FRAGMENT

Deze opkomende technologie zou zomaar eens zoden aan de dijk kunnen zetten.
Op dit moment wordt de mensheid geconfronteerd met een voortdurende klimaatcrisis. En een crisis vereist vaak grote daden. Onderzoekers verkennen in een nieuwe studie dan ook een mogelijk doeltreffende, maar tevens omvangrijke manier waarop we de klimaatcrisis kunnen bedwingen. En wel door systemen in te zetten die CO2 rechtstreeks uit de lucht opvangen en veilig ondergronds opslaan.
DAC-technologie
We hebben het over een methode die ook wel de DAC-technologie (directe luchtafvang) wordt genoemd. “Dit is een chemisch proces waarbij CO2 uit de omgevingslucht wordt onttrokken,” legt onderzoeker Ryan Hanna in een interview met Scientias.nl uit. “Vervolgens wordt dit in pijpleidingen gepompt en in geologische reservoirs opgeslagen. Velen beschouwen deze technologie als een veelbelovende manier om CO2 uit de atmosfeer te verwijderen en tegelijkertijd de impact op het huidige landgebruik en de biodiversiteit te beperken. Andere methodes – zoals bio-energie – hebben in vergelijking substantieel grotere gevolgen voor het land en de biodiversiteit.”

[Vermeldingen voor het labelen van objectposities]

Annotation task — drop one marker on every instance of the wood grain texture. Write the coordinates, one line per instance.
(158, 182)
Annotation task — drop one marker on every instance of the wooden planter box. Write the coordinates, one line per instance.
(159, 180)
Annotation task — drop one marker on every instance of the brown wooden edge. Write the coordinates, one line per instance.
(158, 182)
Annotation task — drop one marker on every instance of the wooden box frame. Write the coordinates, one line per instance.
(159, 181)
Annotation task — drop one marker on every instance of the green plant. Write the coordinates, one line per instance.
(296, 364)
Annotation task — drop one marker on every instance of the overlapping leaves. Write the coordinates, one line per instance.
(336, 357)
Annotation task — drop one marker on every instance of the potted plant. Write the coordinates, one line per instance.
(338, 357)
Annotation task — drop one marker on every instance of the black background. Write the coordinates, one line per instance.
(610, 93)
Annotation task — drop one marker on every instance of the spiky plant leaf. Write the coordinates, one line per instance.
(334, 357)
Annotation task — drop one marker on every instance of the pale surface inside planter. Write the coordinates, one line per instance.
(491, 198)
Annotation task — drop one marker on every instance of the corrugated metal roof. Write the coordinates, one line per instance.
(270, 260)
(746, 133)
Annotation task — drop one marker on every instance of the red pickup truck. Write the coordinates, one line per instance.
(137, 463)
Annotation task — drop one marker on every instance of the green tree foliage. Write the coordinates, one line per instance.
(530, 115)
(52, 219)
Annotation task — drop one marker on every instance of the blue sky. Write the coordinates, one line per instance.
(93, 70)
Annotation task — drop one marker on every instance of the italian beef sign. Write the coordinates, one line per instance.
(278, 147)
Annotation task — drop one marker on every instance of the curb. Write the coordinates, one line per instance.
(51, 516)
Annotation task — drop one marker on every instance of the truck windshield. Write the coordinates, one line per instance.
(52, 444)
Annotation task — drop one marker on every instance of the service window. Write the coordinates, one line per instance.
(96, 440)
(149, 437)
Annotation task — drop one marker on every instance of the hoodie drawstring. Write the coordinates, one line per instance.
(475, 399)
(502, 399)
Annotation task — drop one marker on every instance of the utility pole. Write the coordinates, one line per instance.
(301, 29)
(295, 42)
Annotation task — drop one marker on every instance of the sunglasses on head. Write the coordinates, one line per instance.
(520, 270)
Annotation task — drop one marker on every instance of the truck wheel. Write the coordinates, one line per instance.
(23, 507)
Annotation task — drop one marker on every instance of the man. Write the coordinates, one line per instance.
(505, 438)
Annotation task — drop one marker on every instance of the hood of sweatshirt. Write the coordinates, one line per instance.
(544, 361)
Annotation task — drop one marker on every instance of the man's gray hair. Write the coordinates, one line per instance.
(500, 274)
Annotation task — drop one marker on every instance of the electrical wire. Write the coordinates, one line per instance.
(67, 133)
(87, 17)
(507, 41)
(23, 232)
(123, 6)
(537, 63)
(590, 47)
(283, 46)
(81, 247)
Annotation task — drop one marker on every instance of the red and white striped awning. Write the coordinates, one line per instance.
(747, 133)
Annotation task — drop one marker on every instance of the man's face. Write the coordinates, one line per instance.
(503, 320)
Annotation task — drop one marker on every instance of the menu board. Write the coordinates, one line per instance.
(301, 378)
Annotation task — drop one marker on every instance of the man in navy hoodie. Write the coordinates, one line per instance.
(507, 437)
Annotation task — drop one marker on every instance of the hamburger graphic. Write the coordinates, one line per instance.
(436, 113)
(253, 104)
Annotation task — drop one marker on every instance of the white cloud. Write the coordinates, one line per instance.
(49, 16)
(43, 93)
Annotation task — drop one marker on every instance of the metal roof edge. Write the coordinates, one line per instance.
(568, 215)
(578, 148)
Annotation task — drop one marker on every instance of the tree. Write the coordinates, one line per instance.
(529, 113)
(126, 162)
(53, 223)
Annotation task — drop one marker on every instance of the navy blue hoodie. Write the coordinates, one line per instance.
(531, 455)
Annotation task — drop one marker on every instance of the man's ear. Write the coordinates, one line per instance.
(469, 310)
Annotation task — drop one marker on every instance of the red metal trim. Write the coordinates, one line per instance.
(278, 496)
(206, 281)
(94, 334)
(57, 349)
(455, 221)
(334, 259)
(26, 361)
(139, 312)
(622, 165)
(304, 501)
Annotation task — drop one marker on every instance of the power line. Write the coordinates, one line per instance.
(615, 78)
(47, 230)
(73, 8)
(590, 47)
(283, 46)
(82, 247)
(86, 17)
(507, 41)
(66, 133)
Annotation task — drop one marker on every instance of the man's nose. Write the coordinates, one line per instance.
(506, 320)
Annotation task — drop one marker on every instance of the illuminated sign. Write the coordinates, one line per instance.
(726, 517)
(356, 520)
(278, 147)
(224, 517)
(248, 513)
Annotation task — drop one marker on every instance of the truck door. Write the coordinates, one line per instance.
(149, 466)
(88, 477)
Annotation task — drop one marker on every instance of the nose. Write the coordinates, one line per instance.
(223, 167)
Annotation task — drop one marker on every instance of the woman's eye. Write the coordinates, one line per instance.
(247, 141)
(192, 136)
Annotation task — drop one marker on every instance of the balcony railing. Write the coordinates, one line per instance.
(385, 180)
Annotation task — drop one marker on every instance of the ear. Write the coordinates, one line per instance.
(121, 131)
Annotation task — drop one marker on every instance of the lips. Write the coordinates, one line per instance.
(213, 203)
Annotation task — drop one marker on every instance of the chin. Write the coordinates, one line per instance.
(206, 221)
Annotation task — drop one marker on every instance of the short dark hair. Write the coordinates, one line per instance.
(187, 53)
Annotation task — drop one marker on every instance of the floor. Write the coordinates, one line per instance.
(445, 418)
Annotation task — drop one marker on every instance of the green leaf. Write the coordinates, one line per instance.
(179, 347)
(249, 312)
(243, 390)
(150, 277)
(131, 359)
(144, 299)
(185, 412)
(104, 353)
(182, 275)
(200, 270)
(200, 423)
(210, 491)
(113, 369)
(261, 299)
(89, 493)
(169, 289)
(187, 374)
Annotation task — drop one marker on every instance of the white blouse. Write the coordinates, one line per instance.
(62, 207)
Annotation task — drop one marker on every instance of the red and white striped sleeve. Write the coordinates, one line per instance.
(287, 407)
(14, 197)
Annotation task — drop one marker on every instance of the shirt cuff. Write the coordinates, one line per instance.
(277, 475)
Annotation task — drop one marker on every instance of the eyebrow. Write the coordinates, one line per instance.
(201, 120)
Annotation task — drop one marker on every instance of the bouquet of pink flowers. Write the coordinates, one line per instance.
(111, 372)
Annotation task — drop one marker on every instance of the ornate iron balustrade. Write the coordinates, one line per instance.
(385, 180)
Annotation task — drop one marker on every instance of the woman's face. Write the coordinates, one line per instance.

OEFENOPDRACHTEN
1) Beantwoord deze vragen over het fragment over directe luchtafvang:
(a) Wat doen de systemen die de onderzoekers in de nieuwe studie verkennen met CO2?
(b) Waar wordt de CO2 volgens Ryan Hanna uiteindelijk opgeslagen?
(c) Welke andere methode heeft volgens Hanna substantieel grotere gevolgen voor het land en de biodiversiteit?
2) Hernoem "ornate iron balustrade" naar "wrought iron railing" in de vermeldingen, van de regel met "blouse. Write the coordinates, one line per instance." tot en met het einde van de vermeldingen, en geef alleen die regels opnieuw, verder ongewijzigd.

ANTWOORDEN
1)
(a) Ze vangen CO2 rechtstreeks uit de lucht op en slaan het veilig ondergronds op.
(b) In geologische reservoirs, nadat het in pijpleidingen is gepompt.
(c) Bio-energie.

2)
Annotation task — drop one marker on every instance of the white blouse. Write the coordinates, one line per instance.
(62, 207)
Annotation task — drop one marker on every instance of the red and white striped sleeve. Write the coordinates, one line per instance.
(287, 407)
(14, 197)
Annotation task — drop one marker on every instance of the shirt cuff. Write the coordinates, one line per instance.
(277, 475)
Annotation task — drop one marker on every instance of the eyebrow. Write the coordinates, one line per instance.
(201, 120)
Annotation task — drop one marker on every instance of the bouquet of pink flowers. Write the coordinates, one line per instance.
(111, 372)
Annotation task — drop one marker on every instance of the wrought iron railing. Write the coordinates, one line per instance.
(385, 180)
Annotation task — drop one marker on every instance of the woman's face. Write the coordinates, one line per instance.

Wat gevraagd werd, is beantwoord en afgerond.